Could you restate the data word for word?
====================
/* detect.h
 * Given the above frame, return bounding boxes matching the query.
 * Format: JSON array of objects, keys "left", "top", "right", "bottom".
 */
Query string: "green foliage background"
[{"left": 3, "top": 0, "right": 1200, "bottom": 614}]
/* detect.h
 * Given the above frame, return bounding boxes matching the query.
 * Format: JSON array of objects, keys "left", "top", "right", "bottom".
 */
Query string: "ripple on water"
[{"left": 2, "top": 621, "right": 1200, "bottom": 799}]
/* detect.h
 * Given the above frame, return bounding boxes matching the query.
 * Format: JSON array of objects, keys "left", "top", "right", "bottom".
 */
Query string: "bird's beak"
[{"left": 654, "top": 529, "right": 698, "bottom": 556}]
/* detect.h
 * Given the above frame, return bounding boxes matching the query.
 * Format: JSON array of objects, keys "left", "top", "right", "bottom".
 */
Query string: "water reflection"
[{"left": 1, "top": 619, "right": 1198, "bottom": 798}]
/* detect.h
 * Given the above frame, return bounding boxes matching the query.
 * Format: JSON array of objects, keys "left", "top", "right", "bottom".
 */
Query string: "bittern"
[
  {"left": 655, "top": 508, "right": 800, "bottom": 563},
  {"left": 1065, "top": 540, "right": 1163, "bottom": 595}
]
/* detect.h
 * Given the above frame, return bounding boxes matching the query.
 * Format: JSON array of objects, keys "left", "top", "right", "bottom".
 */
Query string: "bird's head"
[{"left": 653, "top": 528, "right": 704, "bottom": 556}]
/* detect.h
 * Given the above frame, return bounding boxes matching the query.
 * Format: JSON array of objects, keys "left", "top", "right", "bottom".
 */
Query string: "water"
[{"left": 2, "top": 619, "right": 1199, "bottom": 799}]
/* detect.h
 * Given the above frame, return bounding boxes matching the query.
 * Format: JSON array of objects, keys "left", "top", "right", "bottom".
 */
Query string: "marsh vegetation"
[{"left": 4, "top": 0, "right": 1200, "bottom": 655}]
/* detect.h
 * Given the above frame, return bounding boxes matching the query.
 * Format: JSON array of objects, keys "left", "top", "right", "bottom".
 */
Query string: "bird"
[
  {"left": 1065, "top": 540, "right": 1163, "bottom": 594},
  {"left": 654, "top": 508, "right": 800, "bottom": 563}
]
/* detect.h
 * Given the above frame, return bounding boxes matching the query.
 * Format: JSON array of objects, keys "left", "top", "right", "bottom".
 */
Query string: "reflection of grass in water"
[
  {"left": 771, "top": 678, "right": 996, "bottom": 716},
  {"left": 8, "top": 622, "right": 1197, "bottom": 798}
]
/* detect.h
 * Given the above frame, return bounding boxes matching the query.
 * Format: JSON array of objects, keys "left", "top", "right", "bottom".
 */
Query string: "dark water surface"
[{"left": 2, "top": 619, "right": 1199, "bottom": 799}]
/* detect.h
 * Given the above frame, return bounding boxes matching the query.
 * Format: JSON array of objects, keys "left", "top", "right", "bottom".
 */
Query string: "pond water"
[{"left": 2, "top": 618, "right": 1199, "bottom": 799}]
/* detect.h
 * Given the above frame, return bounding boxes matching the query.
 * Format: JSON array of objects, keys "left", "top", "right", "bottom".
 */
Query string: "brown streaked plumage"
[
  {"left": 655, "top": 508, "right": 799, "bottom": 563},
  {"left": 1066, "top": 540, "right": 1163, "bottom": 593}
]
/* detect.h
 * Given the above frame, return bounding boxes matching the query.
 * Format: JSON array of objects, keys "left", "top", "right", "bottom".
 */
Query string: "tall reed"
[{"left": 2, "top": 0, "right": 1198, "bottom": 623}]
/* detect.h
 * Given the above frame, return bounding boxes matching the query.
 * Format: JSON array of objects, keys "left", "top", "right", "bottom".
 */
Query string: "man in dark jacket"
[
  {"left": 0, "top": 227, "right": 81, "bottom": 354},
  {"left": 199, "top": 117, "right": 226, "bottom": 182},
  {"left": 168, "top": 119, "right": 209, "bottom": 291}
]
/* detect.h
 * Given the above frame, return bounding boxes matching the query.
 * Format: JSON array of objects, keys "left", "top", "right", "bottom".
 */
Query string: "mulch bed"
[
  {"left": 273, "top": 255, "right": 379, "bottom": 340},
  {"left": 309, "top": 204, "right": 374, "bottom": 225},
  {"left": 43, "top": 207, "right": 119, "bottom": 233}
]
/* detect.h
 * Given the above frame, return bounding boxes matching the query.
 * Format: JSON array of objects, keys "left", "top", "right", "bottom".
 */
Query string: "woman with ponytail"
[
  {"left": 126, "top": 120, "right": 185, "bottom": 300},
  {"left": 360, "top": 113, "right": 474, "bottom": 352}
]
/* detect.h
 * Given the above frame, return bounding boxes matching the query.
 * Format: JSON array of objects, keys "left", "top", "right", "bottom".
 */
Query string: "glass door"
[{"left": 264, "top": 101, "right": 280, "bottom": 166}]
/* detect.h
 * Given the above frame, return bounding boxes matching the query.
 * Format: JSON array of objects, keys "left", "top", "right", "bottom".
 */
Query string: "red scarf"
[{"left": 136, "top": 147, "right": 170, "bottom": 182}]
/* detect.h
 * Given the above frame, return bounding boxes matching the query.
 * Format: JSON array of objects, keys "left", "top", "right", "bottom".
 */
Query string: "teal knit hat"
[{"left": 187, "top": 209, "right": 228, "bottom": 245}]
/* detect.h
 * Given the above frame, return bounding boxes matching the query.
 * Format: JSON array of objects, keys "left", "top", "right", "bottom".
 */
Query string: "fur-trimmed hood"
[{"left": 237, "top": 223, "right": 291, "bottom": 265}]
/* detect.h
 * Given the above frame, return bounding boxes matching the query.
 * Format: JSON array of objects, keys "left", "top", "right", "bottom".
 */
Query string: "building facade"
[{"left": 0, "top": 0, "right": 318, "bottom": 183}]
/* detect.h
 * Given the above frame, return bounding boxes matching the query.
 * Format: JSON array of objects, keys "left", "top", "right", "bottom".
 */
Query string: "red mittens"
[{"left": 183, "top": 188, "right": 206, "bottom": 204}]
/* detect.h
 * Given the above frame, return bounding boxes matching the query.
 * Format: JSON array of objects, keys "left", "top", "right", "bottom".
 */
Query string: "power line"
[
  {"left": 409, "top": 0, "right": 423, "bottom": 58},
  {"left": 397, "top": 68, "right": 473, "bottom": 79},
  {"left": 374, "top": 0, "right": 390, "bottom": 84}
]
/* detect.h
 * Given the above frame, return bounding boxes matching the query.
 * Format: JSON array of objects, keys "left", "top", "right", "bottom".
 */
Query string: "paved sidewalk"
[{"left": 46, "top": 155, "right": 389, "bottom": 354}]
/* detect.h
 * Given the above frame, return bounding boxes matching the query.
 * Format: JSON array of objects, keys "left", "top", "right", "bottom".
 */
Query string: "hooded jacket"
====================
> _REPLY_:
/* detect.h
 * Given the above frame, return bounding boxes matching the query.
 * Format: JSON array of objects, keys "left", "top", "right", "bottom".
 */
Query string: "green foliage background"
[{"left": 3, "top": 0, "right": 1200, "bottom": 614}]
/* detect.h
 * Given the above frame, return bounding boxes matching the query.
 * Format: JSON array of objects, keys "left", "top", "right", "bottom".
 */
Query string: "ripple on water"
[{"left": 2, "top": 621, "right": 1200, "bottom": 799}]
/* detect.h
 * Given the above frame, return bounding boxes matching the query.
 * Format: JSON array of objects, keys "left", "top", "right", "bottom".
 */
Query string: "bird's beak"
[{"left": 654, "top": 529, "right": 698, "bottom": 556}]
/* detect.h
 * Given the above frame, return bounding boxes matching the query.
 * Format: JSON array of objects, keys "left", "top", "right", "bottom".
 */
Query string: "water reflection"
[{"left": 1, "top": 619, "right": 1198, "bottom": 798}]
/* detect.h
 * Given the above frame, return bounding boxes matching the query.
 * Format: JSON array of objects, keys "left", "top", "right", "bottom".
 */
Query string: "bittern"
[
  {"left": 655, "top": 508, "right": 800, "bottom": 563},
  {"left": 1065, "top": 540, "right": 1163, "bottom": 595}
]
/* detect.h
 * Given the above frame, return bounding boxes matching the query.
 * Format: JSON array of objects, keys "left", "top", "right", "bottom".
 */
Query string: "bird's head"
[{"left": 653, "top": 528, "right": 704, "bottom": 556}]
/* detect.h
 * Given the above frame, return bounding boxes matching the query.
 * Format: JSON array of objects, keys "left", "top", "right", "bottom".
 */
Query string: "water"
[{"left": 2, "top": 619, "right": 1199, "bottom": 799}]
/* detect.h
 * Given the above frame, return bounding boxes matching the query.
 * Format: JSON array of objects, keys "left", "top", "right", "bottom".
 */
Query string: "marsh vegetation"
[{"left": 4, "top": 0, "right": 1200, "bottom": 655}]
/* detect.h
 * Given the above frame, return bounding boxes matching the query.
 * Format: JSON array of objects, keys "left", "top", "right", "bottom".
 */
Query string: "bird"
[
  {"left": 1065, "top": 540, "right": 1163, "bottom": 594},
  {"left": 654, "top": 508, "right": 800, "bottom": 563}
]
/* detect.h
 * Given the above frame, return bounding boxes matching the query.
 * Format: JSON array of objects, keys "left", "top", "right", "bottom".
 */
Query string: "reflection of grass in water"
[
  {"left": 771, "top": 678, "right": 996, "bottom": 716},
  {"left": 8, "top": 622, "right": 1197, "bottom": 798}
]
/* detect.h
 * Given the above frame, return bounding boxes matching the query.
 * Format: JSON array of objects, keys "left", "top", "right", "bottom".
 */
Query string: "dark water surface"
[{"left": 2, "top": 619, "right": 1199, "bottom": 799}]
/* detect.h
 * Given the above frame, return bounding boxes matching the query.
 * Format: JSON array of objects, keys "left", "top", "right", "bottom".
 */
Query string: "pond water"
[{"left": 2, "top": 618, "right": 1199, "bottom": 799}]
/* detect.h
 * Given the above frame, return bounding boxes matching the query.
 * Format: JSON array of objects, keys "left", "top", "right", "bottom".
 */
Query string: "brown streaked plumage"
[
  {"left": 655, "top": 508, "right": 799, "bottom": 563},
  {"left": 1066, "top": 540, "right": 1163, "bottom": 593}
]
/* detect.h
 * Given the above frame, return bounding boxes matching the query.
 * Format: JSON array of objects, keys "left", "top", "right", "bottom".
 */
Query string: "tall reed"
[{"left": 2, "top": 0, "right": 1198, "bottom": 623}]
/* detect.h
 * Given the above frame, return bounding boxes matching the query.
 * Format: JSON array of objects, keys "left", "top", "right", "bottom".
 */
Query string: "man in dark jacket"
[
  {"left": 0, "top": 227, "right": 81, "bottom": 354},
  {"left": 199, "top": 117, "right": 226, "bottom": 182},
  {"left": 168, "top": 119, "right": 209, "bottom": 291}
]
/* detect.h
 * Given the above frame, return bounding boxes matching the query.
 * Format: JSON array of objects, keys "left", "top", "right", "bottom".
 */
Query string: "mulch bed"
[
  {"left": 273, "top": 255, "right": 379, "bottom": 340},
  {"left": 309, "top": 204, "right": 374, "bottom": 225},
  {"left": 43, "top": 207, "right": 119, "bottom": 233}
]
/* detect.h
 * Given the above frame, return bounding boxes matching the query.
 * Format: JSON array of objects, keys "left", "top", "right", "bottom".
 */
Query string: "woman with ponytail"
[
  {"left": 126, "top": 120, "right": 185, "bottom": 300},
  {"left": 360, "top": 113, "right": 474, "bottom": 352}
]
/* detect.h
 * Given the above frame, return bounding boxes matching the query.
 * Format: JSON array of objects, keys "left", "top", "right", "bottom".
 */
Query string: "glass door"
[{"left": 264, "top": 101, "right": 280, "bottom": 166}]
/* detect.h
 * Given the above frame, return bounding boxes matching the query.
 * Format: JSON array of objects, keys "left", "top", "right", "bottom".
 */
Query string: "red scarf"
[{"left": 136, "top": 147, "right": 170, "bottom": 182}]
/* detect.h
 * Given the above frame, return bounding boxes matching the query.
 * Format: JSON array of objects, keys "left", "top", "right", "bottom".
 */
Query string: "teal knit hat"
[{"left": 187, "top": 209, "right": 228, "bottom": 245}]
/* detect.h
 * Given the above frame, return bounding boxes matching the query.
 * Format: JSON array of objects, keys "left", "top", "right", "bottom".
 */
Query string: "fur-trimmed hood"
[{"left": 237, "top": 223, "right": 291, "bottom": 265}]
/* detect.h
 * Given the above frame, return bounding boxes matching the query.
 * Format: JSON array of objects, keys "left", "top", "right", "bottom".
 */
Query string: "building facade"
[{"left": 0, "top": 0, "right": 318, "bottom": 183}]
/* detect.h
 * Given the above frame, return bounding boxes matching the query.
 * Format: JSON array of objects, keys "left", "top", "right", "bottom".
 */
Query string: "red mittens"
[{"left": 183, "top": 188, "right": 206, "bottom": 204}]
/* detect.h
 * Given the above frame, return bounding boxes matching the query.
 * Format: JSON array of objects, keys "left", "top", "right", "bottom".
 */
Query string: "power line"
[
  {"left": 409, "top": 0, "right": 423, "bottom": 58},
  {"left": 397, "top": 68, "right": 473, "bottom": 79},
  {"left": 374, "top": 0, "right": 390, "bottom": 84}
]
/* detect.h
 * Given the above frame, return bounding boxes matching the query.
 * Format: JSON array of objects, keys "left", "top", "right", "bottom".
 */
Query string: "paved sidewalk"
[{"left": 46, "top": 155, "right": 389, "bottom": 354}]
/* detect.h
 * Given the above frame, return bounding boxes matching the query.
 * Format: JSON array of objects, keys "left", "top", "right", "bottom".
 */
Query string: "hooded jacket"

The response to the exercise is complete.